◆ EXERCISE INSTRUCTIONS: List every line of the records below that contains the word "pine", copying each line in full. Case counts, so match the word only where its capitalization is the same.
═════ DATA TO PROCESS ═════
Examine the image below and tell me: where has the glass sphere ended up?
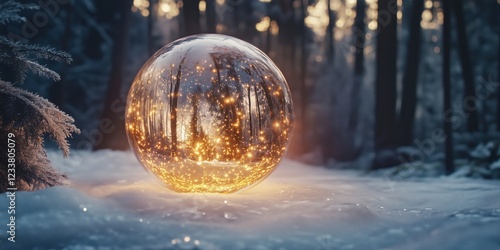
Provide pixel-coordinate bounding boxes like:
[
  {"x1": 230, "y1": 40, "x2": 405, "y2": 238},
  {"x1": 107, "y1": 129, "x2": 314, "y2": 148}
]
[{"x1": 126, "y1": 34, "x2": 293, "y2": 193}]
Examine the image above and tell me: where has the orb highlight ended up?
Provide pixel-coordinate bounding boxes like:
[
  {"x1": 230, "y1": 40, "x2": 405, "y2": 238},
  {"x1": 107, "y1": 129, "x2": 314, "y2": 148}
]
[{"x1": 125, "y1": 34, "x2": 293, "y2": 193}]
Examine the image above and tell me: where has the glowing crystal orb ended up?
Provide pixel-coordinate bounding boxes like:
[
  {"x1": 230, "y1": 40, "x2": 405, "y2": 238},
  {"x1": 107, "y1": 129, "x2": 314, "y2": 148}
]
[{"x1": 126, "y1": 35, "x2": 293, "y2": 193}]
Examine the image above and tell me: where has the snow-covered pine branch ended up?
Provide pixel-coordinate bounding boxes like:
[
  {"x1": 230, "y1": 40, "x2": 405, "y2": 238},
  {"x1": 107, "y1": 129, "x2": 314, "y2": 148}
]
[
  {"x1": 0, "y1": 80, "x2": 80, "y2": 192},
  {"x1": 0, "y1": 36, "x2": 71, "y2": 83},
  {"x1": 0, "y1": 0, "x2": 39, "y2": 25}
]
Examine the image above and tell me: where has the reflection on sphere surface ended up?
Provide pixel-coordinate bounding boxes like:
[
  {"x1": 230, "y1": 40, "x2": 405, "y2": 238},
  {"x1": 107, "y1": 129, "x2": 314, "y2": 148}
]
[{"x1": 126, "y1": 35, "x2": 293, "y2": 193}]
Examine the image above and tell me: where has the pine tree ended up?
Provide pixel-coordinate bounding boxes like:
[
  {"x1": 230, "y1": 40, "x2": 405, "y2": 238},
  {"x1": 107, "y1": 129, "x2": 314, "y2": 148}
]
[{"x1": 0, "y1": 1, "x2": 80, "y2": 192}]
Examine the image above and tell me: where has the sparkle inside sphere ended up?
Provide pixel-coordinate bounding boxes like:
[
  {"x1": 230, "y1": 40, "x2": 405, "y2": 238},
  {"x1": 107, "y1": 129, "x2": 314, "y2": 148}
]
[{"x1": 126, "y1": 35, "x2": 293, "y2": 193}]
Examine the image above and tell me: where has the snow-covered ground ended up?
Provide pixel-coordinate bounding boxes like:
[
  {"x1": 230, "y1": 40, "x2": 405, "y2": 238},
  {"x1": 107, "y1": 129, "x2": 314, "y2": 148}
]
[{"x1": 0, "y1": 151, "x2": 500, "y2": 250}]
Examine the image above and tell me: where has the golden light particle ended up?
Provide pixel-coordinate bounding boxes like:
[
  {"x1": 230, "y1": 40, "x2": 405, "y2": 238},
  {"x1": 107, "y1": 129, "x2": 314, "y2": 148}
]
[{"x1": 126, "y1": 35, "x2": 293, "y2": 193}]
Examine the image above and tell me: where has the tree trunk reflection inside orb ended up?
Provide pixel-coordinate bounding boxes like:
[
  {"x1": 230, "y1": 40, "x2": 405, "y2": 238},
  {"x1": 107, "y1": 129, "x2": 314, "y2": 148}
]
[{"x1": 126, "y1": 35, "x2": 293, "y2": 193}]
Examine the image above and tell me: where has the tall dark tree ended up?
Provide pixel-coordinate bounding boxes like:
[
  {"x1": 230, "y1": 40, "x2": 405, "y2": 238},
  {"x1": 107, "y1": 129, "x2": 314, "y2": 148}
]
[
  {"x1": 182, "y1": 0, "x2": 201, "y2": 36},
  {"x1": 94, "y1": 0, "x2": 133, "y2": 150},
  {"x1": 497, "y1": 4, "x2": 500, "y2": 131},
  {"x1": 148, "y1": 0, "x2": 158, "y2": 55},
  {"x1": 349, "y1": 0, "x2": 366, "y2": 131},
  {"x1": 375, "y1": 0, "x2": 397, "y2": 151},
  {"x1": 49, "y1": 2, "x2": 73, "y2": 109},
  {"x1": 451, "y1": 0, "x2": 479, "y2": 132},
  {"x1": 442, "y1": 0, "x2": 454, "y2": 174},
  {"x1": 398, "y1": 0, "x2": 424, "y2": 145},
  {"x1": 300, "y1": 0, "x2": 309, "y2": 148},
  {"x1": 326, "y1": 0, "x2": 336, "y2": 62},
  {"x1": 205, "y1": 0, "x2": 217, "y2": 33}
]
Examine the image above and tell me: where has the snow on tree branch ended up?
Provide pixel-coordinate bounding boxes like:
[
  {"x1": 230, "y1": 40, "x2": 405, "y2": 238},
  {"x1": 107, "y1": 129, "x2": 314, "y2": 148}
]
═════
═════ DATA TO PROCESS ═════
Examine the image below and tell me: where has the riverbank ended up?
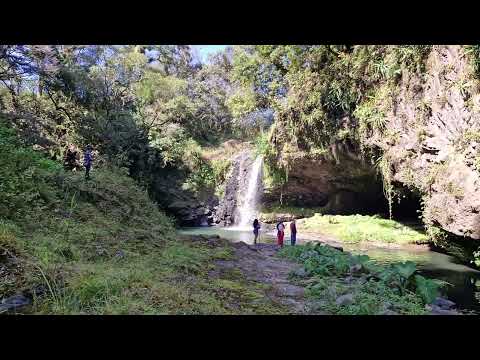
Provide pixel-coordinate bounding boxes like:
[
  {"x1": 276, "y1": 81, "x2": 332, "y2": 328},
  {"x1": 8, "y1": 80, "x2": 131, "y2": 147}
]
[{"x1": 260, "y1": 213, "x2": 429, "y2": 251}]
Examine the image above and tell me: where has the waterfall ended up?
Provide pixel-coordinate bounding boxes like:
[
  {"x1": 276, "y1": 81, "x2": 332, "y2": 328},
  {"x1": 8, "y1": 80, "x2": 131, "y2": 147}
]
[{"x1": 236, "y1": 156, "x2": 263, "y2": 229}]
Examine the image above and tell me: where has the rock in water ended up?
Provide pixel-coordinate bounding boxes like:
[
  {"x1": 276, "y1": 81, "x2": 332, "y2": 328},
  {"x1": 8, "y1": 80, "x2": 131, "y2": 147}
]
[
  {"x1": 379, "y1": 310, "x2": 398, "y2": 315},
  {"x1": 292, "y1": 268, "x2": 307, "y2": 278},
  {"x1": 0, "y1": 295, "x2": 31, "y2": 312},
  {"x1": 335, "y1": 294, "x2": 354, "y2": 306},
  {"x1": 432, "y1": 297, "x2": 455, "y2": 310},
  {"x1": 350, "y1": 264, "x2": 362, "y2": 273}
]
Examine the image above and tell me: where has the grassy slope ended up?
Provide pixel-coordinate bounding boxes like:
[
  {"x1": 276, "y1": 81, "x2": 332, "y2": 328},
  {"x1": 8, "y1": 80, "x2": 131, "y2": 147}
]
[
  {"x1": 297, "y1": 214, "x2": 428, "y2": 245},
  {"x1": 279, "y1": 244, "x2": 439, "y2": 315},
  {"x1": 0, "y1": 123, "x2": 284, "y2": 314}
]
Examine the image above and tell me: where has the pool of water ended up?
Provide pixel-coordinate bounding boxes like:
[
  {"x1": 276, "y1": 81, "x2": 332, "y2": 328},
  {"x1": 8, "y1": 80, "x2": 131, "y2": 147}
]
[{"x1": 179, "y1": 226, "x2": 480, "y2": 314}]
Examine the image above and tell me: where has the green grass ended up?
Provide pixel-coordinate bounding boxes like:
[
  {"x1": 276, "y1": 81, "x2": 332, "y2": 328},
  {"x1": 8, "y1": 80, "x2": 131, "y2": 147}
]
═════
◆ ANSWER TO THE TASK:
Examine the image above and tell me: where has the snow-covered pine branch ended up?
Examine the image above and tell me: where has the pine tree ended up?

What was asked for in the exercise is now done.